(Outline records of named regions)
....
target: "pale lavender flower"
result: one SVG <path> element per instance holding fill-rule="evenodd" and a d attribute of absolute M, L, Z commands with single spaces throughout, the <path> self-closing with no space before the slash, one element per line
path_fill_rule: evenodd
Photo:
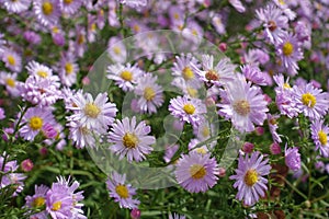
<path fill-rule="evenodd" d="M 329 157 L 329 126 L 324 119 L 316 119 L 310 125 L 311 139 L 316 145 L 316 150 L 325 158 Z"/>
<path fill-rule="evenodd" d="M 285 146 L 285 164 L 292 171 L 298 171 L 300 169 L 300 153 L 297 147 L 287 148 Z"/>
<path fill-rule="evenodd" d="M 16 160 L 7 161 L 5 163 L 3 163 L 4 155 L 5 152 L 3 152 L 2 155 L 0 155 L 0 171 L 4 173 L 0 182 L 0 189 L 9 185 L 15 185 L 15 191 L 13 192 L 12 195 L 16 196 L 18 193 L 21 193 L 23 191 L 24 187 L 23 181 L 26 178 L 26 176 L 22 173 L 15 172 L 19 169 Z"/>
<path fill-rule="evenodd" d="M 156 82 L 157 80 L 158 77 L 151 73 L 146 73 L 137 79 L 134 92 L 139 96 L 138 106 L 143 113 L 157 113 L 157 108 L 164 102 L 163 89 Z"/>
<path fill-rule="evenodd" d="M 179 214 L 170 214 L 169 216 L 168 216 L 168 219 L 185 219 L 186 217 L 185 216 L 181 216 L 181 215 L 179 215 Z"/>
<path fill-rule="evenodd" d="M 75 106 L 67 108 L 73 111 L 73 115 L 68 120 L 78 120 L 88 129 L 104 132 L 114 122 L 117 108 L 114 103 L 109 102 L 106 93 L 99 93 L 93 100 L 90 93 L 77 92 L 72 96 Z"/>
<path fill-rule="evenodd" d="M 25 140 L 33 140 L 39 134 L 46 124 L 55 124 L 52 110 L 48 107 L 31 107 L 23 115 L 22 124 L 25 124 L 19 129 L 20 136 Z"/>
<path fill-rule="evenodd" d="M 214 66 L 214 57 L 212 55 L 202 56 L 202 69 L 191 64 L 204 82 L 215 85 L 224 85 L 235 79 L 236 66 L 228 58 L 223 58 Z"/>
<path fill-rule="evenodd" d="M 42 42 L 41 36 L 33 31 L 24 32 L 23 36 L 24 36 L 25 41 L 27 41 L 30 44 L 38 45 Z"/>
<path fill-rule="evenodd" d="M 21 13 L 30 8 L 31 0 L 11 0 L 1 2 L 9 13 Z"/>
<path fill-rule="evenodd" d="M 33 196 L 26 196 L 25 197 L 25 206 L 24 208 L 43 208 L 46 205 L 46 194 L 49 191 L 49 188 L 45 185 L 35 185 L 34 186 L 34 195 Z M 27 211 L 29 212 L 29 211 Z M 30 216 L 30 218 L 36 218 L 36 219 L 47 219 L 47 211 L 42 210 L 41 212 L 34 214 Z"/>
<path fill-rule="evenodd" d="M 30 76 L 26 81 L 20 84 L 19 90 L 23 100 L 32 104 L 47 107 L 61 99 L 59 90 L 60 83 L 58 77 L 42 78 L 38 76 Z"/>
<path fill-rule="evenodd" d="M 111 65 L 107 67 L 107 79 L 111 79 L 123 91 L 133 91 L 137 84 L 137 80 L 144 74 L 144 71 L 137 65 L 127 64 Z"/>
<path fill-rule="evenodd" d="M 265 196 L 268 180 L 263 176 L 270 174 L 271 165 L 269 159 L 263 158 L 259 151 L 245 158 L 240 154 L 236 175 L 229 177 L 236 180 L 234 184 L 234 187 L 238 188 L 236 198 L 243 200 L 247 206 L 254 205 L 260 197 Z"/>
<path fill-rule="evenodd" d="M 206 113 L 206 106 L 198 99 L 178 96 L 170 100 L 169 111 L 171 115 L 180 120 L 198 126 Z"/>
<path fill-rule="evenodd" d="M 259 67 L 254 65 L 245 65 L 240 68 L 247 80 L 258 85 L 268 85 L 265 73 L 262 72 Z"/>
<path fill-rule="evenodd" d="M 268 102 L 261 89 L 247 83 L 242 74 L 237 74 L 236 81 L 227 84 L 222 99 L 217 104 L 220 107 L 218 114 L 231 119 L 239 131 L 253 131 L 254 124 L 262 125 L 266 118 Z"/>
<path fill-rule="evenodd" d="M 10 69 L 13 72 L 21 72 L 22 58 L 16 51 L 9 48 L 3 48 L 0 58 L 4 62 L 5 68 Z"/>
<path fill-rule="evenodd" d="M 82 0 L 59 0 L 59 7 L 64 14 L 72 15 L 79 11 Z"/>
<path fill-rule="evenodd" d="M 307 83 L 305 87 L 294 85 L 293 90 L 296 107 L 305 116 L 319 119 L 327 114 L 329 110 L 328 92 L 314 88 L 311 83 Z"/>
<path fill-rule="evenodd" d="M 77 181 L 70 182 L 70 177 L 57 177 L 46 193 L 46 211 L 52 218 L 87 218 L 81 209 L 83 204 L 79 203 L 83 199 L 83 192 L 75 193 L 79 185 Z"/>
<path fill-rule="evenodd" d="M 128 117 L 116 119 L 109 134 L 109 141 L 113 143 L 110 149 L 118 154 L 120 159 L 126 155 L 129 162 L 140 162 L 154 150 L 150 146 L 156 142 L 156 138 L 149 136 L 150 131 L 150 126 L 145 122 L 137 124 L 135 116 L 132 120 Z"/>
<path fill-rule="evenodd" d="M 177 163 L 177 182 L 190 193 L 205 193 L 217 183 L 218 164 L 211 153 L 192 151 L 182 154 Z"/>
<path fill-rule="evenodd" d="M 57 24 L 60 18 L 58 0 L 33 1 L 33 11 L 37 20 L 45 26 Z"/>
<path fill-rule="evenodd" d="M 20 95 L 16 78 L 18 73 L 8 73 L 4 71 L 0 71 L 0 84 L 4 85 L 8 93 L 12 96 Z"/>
....
Present all of the lines above as a numbered list, omitting any blank lines. Leave the pictures out of the list.

1. target: "pale lavender flower"
2. result: one SVG <path> element per instance holding fill-rule="evenodd" and a d attribute of absolute M, L, Z commands with single spaces throughout, the <path> self-closing with no space before the slash, one element per line
3. path_fill_rule: evenodd
4. Photo:
5. <path fill-rule="evenodd" d="M 329 157 L 329 126 L 324 119 L 316 119 L 310 125 L 311 139 L 316 145 L 316 150 L 325 158 Z"/>
6. <path fill-rule="evenodd" d="M 285 146 L 285 164 L 292 171 L 298 171 L 300 169 L 300 153 L 297 147 L 287 148 Z"/>
7. <path fill-rule="evenodd" d="M 16 160 L 7 161 L 5 163 L 3 163 L 4 155 L 5 152 L 3 152 L 2 155 L 0 155 L 0 171 L 4 173 L 0 182 L 0 189 L 9 185 L 15 185 L 15 191 L 13 192 L 12 195 L 16 196 L 18 193 L 21 193 L 23 191 L 24 187 L 23 181 L 26 178 L 26 176 L 22 173 L 15 172 L 19 169 Z"/>
8. <path fill-rule="evenodd" d="M 156 82 L 157 80 L 158 77 L 151 73 L 146 73 L 137 79 L 134 92 L 139 96 L 138 106 L 143 113 L 157 113 L 157 108 L 164 102 L 163 89 Z"/>
9. <path fill-rule="evenodd" d="M 179 214 L 170 214 L 169 216 L 168 216 L 168 219 L 185 219 L 186 217 L 185 216 L 181 216 L 181 215 L 179 215 Z"/>
10. <path fill-rule="evenodd" d="M 75 106 L 67 108 L 73 111 L 73 115 L 68 120 L 78 120 L 88 129 L 104 132 L 114 122 L 117 108 L 114 103 L 109 102 L 106 93 L 99 93 L 93 100 L 90 93 L 77 92 L 72 96 Z"/>
11. <path fill-rule="evenodd" d="M 25 140 L 33 140 L 39 134 L 46 124 L 55 124 L 52 110 L 48 107 L 31 107 L 23 115 L 22 124 L 25 124 L 19 129 L 20 136 Z"/>
12. <path fill-rule="evenodd" d="M 214 66 L 214 57 L 212 55 L 202 56 L 202 69 L 191 64 L 204 82 L 215 85 L 224 85 L 235 79 L 236 66 L 228 58 L 223 58 Z"/>
13. <path fill-rule="evenodd" d="M 42 42 L 41 36 L 33 31 L 24 32 L 23 36 L 24 36 L 25 41 L 27 41 L 30 44 L 38 45 Z"/>
14. <path fill-rule="evenodd" d="M 21 13 L 30 8 L 31 0 L 11 0 L 1 2 L 9 13 Z"/>
15. <path fill-rule="evenodd" d="M 33 196 L 26 196 L 25 197 L 25 206 L 24 208 L 43 208 L 46 205 L 46 194 L 49 191 L 49 188 L 45 185 L 35 185 L 34 186 L 34 195 Z M 27 211 L 29 212 L 29 211 Z M 30 216 L 30 218 L 36 218 L 36 219 L 47 219 L 47 211 L 42 210 L 41 212 L 34 214 Z"/>
16. <path fill-rule="evenodd" d="M 30 76 L 26 81 L 20 84 L 19 90 L 23 100 L 32 104 L 47 107 L 61 99 L 59 90 L 60 83 L 58 77 L 42 78 L 38 76 Z"/>
17. <path fill-rule="evenodd" d="M 111 65 L 107 67 L 107 79 L 111 79 L 123 91 L 133 91 L 137 84 L 137 80 L 144 74 L 144 71 L 137 65 L 127 64 Z"/>
18. <path fill-rule="evenodd" d="M 265 196 L 268 180 L 263 176 L 270 174 L 271 165 L 269 159 L 263 158 L 259 151 L 245 158 L 240 154 L 236 175 L 229 177 L 236 180 L 234 184 L 234 187 L 238 188 L 236 198 L 243 200 L 247 206 L 254 205 L 260 197 Z"/>
19. <path fill-rule="evenodd" d="M 206 113 L 206 106 L 198 99 L 178 96 L 170 100 L 169 111 L 171 115 L 180 120 L 198 126 Z"/>
20. <path fill-rule="evenodd" d="M 259 67 L 254 65 L 245 65 L 240 68 L 247 80 L 258 85 L 268 85 L 265 73 L 262 72 Z"/>
21. <path fill-rule="evenodd" d="M 268 102 L 261 89 L 247 83 L 242 74 L 237 74 L 236 81 L 227 84 L 222 99 L 217 104 L 220 107 L 218 114 L 231 119 L 239 131 L 253 131 L 254 124 L 262 125 L 266 118 Z"/>
22. <path fill-rule="evenodd" d="M 10 69 L 13 72 L 21 72 L 22 58 L 16 51 L 9 48 L 3 48 L 0 58 L 4 62 L 5 68 Z"/>
23. <path fill-rule="evenodd" d="M 82 0 L 59 0 L 59 7 L 64 14 L 72 15 L 79 11 Z"/>
24. <path fill-rule="evenodd" d="M 307 83 L 305 87 L 294 85 L 293 90 L 296 107 L 305 116 L 319 119 L 327 114 L 329 110 L 328 92 L 314 88 L 311 83 Z"/>
25. <path fill-rule="evenodd" d="M 77 181 L 70 182 L 70 177 L 57 177 L 46 193 L 46 211 L 52 218 L 87 218 L 81 209 L 83 204 L 79 203 L 83 199 L 83 192 L 75 193 L 79 185 Z"/>
26. <path fill-rule="evenodd" d="M 128 117 L 116 119 L 109 134 L 109 141 L 113 143 L 110 149 L 118 154 L 120 159 L 126 155 L 129 162 L 140 162 L 154 150 L 150 146 L 156 142 L 156 138 L 149 136 L 150 131 L 150 126 L 145 122 L 137 124 L 135 116 L 132 120 Z"/>
27. <path fill-rule="evenodd" d="M 177 163 L 177 182 L 190 193 L 205 193 L 217 183 L 218 164 L 211 153 L 192 151 L 182 154 Z"/>
28. <path fill-rule="evenodd" d="M 57 24 L 60 18 L 58 0 L 33 1 L 33 11 L 37 20 L 45 26 Z"/>
29. <path fill-rule="evenodd" d="M 20 95 L 16 78 L 18 73 L 8 73 L 4 71 L 0 71 L 0 84 L 4 85 L 8 93 L 12 96 Z"/>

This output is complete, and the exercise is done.